*REQUEST 1*: Count the lines of the records that contain the string "marble", treating case as significant, and give only the number.

*GIVEN TEXT*:
▬▬▬

Comment of the Day: When Kids Take Over the Big Rooms

COMMENT OF THE DAY: WHEN KIDS TAKE OVER THE BIG ROOMS “. . . And let me say as a parent, having a large room entirely devoted to the kids is great. We didn’t have a dining room table for at least a year when we first moved into our current home, and our kids LOVED that empty space. They cried when we turned it into a proper dining room.” [Vonnegan, commenting on Houston Home Listing Photo of the Day: Child Support] Illustration: Lulu

14 Comment

  • I honestly have no idea how this is dreamed the comment of the day. It’s annoying to read great comments (a lot I may not agree with, but good comments none the less) passed over for comments that a lot of time actually barely make sense or are just a basic inane observation. I have no idea who picks these or how, but isn’t the object to inspire responses and a lot of them to generate traffic for this site so you can keep charging for advertising (which I can honestly say I’ve never looked at or taken notice, it’s like white noise in the form of advertising) or are the comments so Lulu (whom I’ve always imagined being a 3rd grader at Poe Elementary, judging by the level of expertise and satire) can scribble something mildly referring to the Comment?

  • I can honestly say it’s never occurred to me to complain about something like Comments Of The Day. Maybe i’m doing Teh Internets wrong.

  • Granted maybe you don’t care and thus never bothered, however I do care and thus I said as much. Really have no clue what this has or hasn’t have to do with knowledge of the Internet.

  • Creole: You’d be an interesting person to meet in person. I don’t mean that as a slam or with any sarcasm.
    .
    Gus, when/where is the swamplot user meet? That would be awesome. It would, obviously, have to be a place with ground floor retail.
    .

▬▬▬

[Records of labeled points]
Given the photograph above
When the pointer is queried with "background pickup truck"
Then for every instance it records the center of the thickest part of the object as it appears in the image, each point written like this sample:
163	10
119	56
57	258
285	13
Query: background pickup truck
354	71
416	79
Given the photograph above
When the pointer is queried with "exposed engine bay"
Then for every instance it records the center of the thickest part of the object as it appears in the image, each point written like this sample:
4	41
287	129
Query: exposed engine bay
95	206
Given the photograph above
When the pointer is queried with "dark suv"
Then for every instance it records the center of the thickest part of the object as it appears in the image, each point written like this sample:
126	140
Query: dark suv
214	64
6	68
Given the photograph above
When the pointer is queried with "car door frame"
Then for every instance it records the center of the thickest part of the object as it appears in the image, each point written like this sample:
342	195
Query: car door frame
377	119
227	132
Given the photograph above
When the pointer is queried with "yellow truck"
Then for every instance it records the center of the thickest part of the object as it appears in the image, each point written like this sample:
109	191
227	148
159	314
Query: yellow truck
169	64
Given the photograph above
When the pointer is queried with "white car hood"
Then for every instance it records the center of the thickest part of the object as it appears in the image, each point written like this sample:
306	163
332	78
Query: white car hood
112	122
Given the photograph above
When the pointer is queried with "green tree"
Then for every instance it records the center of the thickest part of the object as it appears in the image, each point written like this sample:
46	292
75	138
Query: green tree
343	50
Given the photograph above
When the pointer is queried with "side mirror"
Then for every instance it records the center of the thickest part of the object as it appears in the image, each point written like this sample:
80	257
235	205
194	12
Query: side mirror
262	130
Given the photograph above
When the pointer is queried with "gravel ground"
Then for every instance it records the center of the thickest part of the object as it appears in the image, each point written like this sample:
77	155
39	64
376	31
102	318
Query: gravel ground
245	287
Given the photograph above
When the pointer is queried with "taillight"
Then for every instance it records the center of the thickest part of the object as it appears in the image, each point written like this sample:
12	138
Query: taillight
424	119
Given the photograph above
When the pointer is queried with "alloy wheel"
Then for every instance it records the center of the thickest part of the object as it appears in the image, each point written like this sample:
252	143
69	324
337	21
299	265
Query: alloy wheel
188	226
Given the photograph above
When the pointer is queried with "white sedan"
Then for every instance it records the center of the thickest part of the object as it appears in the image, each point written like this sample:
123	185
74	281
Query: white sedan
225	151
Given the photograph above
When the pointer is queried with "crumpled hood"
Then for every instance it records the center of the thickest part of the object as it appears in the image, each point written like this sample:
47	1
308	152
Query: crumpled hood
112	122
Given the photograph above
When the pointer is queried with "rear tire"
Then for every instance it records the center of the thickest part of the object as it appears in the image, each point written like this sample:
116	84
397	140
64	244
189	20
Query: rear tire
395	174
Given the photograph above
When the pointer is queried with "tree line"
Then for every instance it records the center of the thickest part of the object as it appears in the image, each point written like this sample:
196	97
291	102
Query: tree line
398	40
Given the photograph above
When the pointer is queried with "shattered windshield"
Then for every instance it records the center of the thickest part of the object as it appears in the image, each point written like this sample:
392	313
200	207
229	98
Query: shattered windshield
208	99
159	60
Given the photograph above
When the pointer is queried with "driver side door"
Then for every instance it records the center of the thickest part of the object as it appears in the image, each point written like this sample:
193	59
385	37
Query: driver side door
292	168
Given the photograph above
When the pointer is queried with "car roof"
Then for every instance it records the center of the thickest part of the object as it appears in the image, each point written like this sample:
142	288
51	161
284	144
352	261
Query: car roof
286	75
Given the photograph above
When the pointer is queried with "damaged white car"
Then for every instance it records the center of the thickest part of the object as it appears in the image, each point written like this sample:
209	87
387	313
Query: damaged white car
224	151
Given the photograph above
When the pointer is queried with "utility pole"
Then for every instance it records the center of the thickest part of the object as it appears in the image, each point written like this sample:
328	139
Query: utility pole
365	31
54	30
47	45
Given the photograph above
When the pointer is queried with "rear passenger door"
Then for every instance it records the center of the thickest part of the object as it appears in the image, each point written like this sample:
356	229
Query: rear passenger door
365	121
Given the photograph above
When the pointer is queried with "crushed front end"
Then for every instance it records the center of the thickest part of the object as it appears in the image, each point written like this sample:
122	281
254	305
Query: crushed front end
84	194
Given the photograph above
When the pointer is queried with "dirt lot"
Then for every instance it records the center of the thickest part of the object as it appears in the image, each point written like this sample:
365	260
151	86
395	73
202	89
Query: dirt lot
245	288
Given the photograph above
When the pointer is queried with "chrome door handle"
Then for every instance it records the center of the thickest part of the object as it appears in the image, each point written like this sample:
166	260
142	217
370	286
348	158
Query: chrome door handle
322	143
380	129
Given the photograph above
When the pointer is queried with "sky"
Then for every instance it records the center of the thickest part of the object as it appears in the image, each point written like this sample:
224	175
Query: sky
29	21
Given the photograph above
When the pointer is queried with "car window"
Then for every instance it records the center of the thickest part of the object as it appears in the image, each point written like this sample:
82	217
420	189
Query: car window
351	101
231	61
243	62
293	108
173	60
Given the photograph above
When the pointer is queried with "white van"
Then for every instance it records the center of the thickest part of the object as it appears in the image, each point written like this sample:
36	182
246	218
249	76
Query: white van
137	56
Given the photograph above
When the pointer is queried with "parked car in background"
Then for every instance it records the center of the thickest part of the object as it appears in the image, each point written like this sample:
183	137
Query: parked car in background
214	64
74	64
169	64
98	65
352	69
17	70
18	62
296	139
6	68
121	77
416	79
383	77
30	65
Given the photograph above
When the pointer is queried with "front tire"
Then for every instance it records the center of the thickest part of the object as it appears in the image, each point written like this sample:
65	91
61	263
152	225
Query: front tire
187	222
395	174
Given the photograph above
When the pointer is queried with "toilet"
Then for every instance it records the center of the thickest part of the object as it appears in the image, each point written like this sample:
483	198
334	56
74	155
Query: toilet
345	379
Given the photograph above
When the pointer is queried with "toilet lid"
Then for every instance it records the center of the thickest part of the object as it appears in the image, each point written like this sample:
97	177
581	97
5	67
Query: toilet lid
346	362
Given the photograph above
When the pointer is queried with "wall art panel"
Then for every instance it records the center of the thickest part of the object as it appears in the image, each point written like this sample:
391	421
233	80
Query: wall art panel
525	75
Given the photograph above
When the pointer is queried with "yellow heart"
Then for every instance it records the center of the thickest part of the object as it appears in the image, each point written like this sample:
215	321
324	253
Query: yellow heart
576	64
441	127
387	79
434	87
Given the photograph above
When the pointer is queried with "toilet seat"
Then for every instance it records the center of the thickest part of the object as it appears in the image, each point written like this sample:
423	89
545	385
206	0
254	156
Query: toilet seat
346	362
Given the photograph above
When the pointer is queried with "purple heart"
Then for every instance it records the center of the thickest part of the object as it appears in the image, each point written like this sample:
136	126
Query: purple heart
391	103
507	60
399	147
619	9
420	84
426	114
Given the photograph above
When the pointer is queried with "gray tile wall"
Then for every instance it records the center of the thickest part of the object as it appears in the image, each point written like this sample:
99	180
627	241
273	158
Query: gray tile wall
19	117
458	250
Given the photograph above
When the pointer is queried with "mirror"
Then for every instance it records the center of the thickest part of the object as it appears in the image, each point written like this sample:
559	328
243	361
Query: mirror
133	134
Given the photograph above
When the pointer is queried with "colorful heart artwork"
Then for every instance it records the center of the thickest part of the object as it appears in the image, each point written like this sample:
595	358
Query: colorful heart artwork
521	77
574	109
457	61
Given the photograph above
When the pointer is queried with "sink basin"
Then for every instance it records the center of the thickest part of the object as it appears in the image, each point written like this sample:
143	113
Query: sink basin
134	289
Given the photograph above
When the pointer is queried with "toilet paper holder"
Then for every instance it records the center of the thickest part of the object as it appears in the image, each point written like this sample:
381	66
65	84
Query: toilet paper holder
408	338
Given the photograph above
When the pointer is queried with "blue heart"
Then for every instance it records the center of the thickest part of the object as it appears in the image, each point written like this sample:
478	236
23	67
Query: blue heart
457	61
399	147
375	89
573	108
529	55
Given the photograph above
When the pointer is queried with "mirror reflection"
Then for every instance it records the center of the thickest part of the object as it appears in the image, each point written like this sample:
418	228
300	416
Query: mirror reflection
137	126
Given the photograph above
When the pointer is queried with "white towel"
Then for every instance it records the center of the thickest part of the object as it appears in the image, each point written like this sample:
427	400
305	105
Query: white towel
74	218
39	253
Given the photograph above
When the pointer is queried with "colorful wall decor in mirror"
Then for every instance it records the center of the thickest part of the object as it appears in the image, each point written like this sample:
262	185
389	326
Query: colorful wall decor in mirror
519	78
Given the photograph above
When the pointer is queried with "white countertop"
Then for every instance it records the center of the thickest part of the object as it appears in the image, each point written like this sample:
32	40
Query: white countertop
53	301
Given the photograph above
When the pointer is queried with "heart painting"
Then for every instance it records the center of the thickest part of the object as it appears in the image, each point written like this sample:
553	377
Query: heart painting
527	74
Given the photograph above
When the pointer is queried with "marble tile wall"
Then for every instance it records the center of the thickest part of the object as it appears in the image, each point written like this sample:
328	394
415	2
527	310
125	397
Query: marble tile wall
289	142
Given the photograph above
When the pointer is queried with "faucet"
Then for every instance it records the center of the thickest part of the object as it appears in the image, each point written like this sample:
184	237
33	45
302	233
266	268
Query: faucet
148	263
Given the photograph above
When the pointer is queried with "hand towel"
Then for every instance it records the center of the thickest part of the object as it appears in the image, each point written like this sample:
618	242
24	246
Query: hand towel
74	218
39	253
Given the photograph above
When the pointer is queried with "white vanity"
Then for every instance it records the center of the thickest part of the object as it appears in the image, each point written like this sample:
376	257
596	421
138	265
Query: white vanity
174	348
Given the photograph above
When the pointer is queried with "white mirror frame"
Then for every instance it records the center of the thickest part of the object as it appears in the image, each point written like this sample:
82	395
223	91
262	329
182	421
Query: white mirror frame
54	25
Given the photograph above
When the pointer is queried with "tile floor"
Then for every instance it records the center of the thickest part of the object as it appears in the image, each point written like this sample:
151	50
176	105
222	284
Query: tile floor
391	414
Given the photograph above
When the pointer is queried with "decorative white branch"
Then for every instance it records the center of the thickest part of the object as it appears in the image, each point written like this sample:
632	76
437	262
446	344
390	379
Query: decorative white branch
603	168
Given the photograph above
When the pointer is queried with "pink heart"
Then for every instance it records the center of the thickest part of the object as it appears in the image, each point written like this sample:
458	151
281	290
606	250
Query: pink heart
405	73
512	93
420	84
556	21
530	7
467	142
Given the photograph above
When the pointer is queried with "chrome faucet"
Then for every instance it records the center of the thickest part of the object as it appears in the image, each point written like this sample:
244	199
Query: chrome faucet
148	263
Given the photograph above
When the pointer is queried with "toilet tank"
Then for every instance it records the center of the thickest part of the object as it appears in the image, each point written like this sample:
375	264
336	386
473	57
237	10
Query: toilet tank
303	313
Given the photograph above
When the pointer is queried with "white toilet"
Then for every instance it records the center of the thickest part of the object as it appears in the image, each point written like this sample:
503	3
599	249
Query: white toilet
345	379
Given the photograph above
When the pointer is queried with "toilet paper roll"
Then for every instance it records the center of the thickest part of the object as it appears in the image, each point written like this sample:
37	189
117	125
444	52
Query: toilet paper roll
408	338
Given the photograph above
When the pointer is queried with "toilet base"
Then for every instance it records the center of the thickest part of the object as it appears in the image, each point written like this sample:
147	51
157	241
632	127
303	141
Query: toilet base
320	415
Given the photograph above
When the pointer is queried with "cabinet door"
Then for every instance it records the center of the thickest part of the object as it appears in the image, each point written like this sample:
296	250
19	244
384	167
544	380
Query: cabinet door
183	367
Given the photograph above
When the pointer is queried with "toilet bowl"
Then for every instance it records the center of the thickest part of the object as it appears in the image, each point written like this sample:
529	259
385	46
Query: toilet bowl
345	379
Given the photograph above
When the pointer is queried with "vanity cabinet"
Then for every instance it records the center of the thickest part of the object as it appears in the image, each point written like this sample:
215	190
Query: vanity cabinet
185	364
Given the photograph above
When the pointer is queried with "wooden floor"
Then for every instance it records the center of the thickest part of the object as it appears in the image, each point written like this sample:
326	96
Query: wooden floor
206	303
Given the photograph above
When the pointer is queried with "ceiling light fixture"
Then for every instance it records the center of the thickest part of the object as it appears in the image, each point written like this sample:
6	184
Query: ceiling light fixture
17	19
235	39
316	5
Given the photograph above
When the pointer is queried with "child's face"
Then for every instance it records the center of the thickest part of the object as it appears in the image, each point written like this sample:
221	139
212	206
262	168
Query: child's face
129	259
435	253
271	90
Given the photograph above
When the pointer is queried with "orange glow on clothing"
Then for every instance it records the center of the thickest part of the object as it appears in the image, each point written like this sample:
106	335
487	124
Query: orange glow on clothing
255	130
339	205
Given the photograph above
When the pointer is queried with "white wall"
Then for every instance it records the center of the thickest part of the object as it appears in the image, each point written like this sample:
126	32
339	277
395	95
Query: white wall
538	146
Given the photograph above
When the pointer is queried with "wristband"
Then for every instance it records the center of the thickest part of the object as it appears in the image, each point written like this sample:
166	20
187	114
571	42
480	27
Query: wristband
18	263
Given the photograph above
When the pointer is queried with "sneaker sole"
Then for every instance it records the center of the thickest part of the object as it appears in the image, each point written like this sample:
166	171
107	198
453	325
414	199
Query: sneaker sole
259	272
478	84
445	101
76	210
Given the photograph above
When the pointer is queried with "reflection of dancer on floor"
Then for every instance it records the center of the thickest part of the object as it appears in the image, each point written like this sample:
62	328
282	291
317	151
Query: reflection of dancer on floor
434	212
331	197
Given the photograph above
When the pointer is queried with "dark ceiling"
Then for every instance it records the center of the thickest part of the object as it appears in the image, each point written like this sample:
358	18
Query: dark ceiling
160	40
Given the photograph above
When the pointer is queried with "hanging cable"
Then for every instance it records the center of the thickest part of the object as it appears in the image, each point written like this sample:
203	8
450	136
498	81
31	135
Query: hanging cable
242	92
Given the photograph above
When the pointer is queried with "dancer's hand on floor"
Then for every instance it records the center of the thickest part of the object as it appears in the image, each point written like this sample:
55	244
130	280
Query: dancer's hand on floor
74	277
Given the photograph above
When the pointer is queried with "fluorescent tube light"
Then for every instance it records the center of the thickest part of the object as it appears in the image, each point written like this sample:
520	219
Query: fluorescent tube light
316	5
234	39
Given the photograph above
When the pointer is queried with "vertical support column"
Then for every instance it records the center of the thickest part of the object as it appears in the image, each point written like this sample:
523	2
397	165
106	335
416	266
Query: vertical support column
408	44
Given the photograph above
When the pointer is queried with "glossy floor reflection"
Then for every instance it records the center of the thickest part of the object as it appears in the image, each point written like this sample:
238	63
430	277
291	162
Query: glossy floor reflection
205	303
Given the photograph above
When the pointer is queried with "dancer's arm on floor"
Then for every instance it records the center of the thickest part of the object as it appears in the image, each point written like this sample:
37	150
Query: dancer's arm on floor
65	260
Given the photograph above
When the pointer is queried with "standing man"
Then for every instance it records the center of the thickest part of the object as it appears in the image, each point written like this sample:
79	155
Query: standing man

▬▬▬

*REQUEST 2*: Summarize the comment page in two sentences.

*WRITTEN SOLUTION 1*: 2

*WRITTEN SOLUTION 2*: The featured comment, from Vonnegan, says that as a parent a large room devoted entirely to the kids is great, recalling that the kids loved the empty space during the year or more without a dining room table and cried when it became a proper dining room. Below it, one commenter complains about how the comment of the day is picked, another says it never occurred to them to complain about it, and a later comment asks Gus when and where the swamplot user meet is.